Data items
----

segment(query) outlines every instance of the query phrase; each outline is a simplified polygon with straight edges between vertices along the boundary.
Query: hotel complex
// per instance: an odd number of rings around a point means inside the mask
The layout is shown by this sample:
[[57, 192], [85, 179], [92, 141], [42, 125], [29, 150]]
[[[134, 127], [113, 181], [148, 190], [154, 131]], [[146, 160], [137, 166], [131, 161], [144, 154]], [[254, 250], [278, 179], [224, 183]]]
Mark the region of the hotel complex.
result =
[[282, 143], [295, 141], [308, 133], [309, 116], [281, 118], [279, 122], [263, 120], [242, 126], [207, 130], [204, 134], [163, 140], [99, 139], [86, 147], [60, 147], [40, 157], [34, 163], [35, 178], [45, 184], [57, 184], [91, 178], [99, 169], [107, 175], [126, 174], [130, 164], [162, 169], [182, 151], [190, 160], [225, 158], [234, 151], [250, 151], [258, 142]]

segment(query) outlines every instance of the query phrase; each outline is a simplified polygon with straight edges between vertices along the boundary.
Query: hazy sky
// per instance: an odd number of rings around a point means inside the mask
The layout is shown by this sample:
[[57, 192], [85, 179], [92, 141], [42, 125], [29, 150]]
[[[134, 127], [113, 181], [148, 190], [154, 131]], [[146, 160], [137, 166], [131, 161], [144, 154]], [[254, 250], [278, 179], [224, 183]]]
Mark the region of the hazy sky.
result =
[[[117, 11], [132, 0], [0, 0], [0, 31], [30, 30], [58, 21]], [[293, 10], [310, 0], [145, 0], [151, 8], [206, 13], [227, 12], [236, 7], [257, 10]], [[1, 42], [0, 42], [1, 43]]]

----

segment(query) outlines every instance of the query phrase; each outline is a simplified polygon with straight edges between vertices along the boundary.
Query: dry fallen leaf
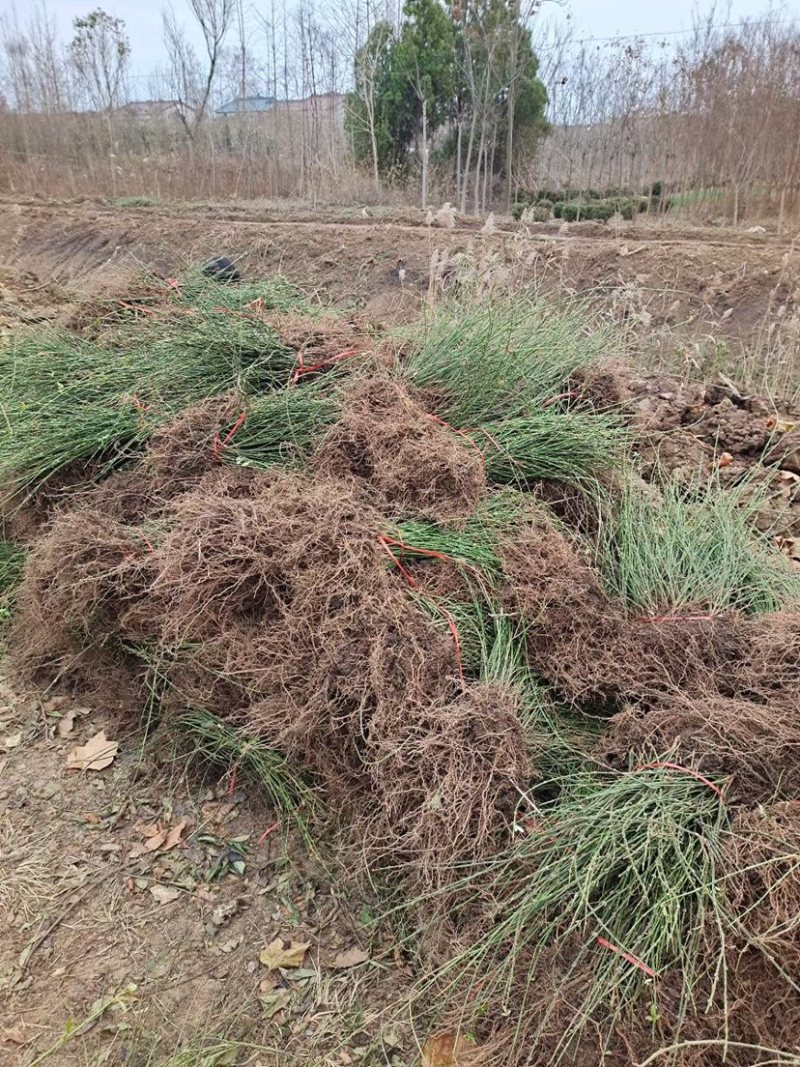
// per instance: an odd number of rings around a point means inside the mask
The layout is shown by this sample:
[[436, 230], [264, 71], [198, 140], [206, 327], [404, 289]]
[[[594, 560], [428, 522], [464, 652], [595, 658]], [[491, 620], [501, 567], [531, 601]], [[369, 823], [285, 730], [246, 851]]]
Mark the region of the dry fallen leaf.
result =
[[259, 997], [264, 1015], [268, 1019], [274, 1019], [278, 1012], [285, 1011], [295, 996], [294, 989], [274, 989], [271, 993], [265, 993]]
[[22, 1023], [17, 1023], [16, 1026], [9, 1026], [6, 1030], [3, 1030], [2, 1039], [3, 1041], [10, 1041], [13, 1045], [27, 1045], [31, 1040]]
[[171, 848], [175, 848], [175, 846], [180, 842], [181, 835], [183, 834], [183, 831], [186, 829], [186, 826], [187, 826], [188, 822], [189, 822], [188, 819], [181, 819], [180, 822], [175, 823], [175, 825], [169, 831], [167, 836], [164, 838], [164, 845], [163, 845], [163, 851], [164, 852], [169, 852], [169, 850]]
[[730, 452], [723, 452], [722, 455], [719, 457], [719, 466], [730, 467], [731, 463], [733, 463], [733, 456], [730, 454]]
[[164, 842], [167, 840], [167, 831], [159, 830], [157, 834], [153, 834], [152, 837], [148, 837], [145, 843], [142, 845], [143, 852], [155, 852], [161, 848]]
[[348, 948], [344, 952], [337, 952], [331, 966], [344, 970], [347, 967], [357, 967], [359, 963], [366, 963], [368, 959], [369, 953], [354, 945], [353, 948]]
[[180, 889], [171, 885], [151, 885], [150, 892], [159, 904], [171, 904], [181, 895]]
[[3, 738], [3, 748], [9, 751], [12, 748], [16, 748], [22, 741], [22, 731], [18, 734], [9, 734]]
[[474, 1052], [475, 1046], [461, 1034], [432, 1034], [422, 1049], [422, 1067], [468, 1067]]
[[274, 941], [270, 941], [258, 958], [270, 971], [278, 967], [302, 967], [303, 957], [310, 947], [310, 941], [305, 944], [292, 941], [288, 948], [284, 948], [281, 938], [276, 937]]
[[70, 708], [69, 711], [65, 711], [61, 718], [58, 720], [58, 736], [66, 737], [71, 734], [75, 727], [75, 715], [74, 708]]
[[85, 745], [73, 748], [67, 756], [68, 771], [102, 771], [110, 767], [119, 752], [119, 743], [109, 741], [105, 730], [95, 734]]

----

Work to complete:
Return only the part above that opens with the line containing "Query: dry fallen leaf" and closes with the line containing "Mark the region of the dry fallen leaf.", exactly and with both ends, skipping the pictures.

Answer space:
Query: dry fallen leaf
// per instance: an odd number of rings around a point means inside the mask
The layout is shown by this sample:
[[436, 230], [264, 71], [198, 140], [206, 327], [404, 289]]
[[[594, 560], [428, 522], [464, 652], [595, 658]], [[491, 620], [501, 567], [531, 601]], [[369, 823], [285, 730], [246, 851]]]
Mark the region of the dry fallen leaf.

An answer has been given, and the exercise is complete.